### Supplied records
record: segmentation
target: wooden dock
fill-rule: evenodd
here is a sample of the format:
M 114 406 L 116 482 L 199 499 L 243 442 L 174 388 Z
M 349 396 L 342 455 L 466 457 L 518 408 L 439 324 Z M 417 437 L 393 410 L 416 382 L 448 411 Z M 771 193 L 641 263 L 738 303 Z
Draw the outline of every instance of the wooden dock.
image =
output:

...

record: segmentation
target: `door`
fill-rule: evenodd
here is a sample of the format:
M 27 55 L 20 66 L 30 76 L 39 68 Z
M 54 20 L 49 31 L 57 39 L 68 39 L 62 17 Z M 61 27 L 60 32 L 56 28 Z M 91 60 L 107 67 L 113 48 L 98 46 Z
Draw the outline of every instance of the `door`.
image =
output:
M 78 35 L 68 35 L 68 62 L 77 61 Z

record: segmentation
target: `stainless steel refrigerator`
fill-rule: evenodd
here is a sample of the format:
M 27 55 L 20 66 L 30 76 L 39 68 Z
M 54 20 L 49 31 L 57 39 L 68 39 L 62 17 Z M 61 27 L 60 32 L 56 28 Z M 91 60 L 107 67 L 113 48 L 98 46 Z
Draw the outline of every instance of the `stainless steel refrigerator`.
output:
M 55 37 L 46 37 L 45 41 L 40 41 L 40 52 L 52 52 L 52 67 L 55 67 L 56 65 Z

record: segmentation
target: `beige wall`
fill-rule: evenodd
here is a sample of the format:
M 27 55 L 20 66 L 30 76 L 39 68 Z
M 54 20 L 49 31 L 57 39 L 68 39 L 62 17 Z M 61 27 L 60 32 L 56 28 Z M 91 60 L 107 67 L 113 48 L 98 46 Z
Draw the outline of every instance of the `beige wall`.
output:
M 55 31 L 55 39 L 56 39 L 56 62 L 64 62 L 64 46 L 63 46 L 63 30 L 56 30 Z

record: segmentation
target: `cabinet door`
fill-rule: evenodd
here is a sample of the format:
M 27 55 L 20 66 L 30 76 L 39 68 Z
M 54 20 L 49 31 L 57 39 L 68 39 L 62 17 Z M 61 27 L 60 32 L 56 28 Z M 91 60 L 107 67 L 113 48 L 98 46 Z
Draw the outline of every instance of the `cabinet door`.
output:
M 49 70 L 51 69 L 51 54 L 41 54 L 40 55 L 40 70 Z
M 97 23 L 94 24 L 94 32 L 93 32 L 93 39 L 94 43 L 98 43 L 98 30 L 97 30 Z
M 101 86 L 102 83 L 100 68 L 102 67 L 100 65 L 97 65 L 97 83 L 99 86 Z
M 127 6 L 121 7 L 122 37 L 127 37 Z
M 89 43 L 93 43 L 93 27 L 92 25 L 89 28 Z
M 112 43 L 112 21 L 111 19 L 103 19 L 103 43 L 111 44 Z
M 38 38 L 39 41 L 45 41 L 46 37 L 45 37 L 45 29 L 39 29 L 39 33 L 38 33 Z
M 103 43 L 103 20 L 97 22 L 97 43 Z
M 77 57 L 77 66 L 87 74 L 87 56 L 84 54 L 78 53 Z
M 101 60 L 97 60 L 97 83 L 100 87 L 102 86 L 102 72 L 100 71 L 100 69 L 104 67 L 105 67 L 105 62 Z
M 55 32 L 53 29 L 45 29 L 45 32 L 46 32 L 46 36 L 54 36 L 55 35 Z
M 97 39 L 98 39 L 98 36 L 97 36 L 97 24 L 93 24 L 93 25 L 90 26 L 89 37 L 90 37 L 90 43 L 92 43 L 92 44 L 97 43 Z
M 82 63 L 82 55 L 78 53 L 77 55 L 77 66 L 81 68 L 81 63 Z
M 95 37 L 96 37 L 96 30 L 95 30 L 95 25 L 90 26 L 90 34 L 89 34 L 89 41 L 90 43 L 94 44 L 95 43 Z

--

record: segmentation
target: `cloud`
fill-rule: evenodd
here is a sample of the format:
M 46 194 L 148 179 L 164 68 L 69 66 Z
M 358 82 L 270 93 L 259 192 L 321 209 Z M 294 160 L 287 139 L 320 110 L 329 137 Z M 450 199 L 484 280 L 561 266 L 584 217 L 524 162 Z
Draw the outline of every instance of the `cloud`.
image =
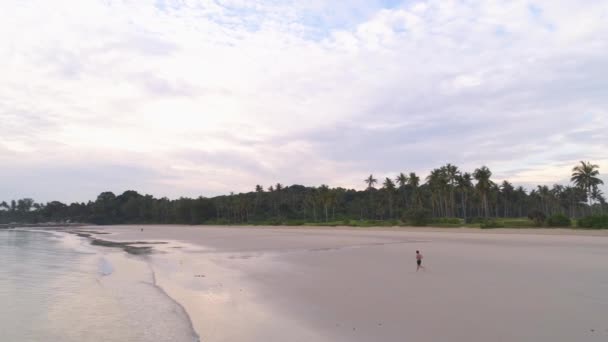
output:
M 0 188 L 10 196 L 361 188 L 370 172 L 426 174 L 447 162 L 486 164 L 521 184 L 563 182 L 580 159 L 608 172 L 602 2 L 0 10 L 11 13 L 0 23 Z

### Required work
Look for the string "stainless" in the data above and return every line that has it.

### Worked solution
target: `stainless steel refrigerator`
Draw the outline of every instance of the `stainless steel refrigerator`.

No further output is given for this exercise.